- **Directions**
Echo part of the court opinion excerpt on specific jurisdiction word for word, beginning at the words "d. Reasonableness" and stopping after the words "an alternative forum.".

- **Document extract**
After purposeful direction, the second requirement for specific jurisdiction is that the claim "arises out of or relates to the defendant's forum-related activities." Schwarzenegger, 374 F.3d at 802. This prong is satisfied if the plaintiff would not have been injured "but for" the defendant's conduct directed toward the forum state. See Panavision Int'l, 141 F.3d at 1322 (considering whether plaintiff would have been injured but for defendant's conduct directed toward plaintiff in California); Mattel, 354 F.3d at 864 (asking but for defendant's contacts with California, would plaintiff's claims against defendant have arisen). Here, without the guaranty executed by Perfect Circle and signed by Gary Gibson, it is plausible that Real Action would not have been injured because the settlement agreement may not have been possible without that guaranty. Real Action presented evidence that the guaranty secured the execution of the settlement agreement, which had the effect of injuring Real Action in California, as Real Action contends that its business was harmed as a result of this settlement. See RAP Compl. ¶¶ 70, 72-73, 79. As such, Real Action's claim arises out of Perfect Circle and Gibson's California-related activities. The second element of the specific jurisdiction test is met.

d. Reasonableness

Because Real Action satisfies the first two parts of the test, the burden shifts to Gibson and Perfect Circle to "set forth a compelling case' that the exercise of jurisdiction would not be reasonable." CollegeSource, 653 F.3d at 1076 (quoting Burger King, 471 U.S. at 477). Courts consider seven factors, none of which is dispositive:

(1) the extent of a defendant's purposeful interjection; (2) the burden on the defendant in defending in the forum; (3) the extent of conflict with the sovereignty of the defendant's state; (4) the forum state's interest in adjudicating the dispute; (5) the most efficient judicial resolution of the controversy; (6) the importance of the forum to the plaintiff's interest in convenient and effective relief; and (7) the existence of an alternative forum.

- **Information given**
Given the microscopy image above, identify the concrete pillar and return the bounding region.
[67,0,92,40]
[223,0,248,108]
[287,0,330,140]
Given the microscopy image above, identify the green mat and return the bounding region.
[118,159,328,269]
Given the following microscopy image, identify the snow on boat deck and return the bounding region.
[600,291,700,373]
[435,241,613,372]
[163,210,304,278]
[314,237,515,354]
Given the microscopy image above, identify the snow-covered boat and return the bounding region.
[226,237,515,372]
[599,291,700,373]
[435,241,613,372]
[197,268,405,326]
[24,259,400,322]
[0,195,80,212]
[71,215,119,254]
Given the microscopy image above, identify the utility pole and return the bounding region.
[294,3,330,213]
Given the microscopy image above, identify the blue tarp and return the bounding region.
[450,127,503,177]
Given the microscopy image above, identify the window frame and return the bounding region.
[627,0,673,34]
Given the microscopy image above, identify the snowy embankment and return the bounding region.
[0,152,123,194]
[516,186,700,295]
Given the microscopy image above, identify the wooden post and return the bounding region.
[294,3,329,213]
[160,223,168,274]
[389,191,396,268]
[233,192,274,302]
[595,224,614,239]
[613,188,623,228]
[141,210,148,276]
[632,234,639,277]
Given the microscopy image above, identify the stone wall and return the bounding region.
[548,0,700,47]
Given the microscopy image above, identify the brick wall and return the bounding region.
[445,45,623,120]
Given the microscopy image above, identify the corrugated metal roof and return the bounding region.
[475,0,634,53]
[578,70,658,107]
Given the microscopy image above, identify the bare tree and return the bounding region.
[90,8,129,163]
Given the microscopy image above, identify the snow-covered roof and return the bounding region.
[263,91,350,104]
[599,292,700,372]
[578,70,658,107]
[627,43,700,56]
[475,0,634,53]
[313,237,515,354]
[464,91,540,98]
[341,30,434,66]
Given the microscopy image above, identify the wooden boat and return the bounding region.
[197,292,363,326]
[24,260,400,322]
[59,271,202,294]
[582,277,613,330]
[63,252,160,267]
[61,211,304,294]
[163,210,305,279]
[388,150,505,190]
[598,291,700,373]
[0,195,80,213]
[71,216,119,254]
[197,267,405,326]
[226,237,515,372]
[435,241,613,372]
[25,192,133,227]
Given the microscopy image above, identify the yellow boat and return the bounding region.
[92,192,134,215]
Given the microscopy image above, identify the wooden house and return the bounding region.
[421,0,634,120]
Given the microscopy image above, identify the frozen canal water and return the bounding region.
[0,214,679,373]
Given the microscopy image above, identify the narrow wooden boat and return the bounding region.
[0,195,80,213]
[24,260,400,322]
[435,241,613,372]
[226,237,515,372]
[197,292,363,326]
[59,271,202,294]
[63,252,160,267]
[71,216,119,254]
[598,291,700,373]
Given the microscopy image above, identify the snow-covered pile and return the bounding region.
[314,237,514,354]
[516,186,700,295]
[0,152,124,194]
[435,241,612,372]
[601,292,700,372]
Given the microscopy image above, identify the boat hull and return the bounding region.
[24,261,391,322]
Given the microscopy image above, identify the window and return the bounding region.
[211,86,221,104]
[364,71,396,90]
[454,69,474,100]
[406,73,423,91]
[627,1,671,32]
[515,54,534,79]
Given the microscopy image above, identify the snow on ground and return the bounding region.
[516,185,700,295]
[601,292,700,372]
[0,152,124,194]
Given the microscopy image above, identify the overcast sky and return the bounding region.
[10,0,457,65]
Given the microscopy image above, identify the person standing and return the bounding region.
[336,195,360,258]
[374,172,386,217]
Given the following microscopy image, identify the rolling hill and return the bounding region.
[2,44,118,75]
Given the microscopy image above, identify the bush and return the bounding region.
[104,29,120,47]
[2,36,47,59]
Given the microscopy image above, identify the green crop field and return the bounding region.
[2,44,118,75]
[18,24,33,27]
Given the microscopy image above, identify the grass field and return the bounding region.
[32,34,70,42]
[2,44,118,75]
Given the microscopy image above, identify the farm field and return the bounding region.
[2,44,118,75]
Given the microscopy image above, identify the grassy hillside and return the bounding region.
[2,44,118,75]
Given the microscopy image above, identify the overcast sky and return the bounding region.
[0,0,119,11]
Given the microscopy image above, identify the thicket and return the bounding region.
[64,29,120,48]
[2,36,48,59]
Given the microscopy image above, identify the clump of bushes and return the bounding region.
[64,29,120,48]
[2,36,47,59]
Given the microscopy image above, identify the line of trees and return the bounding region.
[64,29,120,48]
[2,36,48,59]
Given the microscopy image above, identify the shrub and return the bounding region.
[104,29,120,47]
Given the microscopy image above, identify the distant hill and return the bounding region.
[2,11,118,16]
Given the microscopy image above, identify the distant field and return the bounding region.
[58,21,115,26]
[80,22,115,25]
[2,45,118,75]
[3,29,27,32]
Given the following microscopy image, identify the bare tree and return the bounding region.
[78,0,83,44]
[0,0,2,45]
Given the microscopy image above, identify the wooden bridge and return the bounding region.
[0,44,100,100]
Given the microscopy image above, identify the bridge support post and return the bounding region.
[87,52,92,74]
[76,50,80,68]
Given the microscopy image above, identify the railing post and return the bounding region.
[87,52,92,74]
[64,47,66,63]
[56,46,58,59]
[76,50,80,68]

- **Response to this task**
d. Reasonableness

Because Real Action satisfies the first two parts of the test, the burden shifts to Gibson and Perfect Circle to "set forth a compelling case' that the exercise of jurisdiction would not be reasonable." CollegeSource, 653 F.3d at 1076 (quoting Burger King, 471 U.S. at 477). Courts consider seven factors, none of which is dispositive:

(1) the extent of a defendant's purposeful interjection; (2) the burden on the defendant in defending in the forum; (3) the extent of conflict with the sovereignty of the defendant's state; (4) the forum state's interest in adjudicating the dispute; (5) the most efficient judicial resolution of the controversy; (6) the importance of the forum to the plaintiff's interest in convenient and effective relief; and (7) the existence of an alternative forum.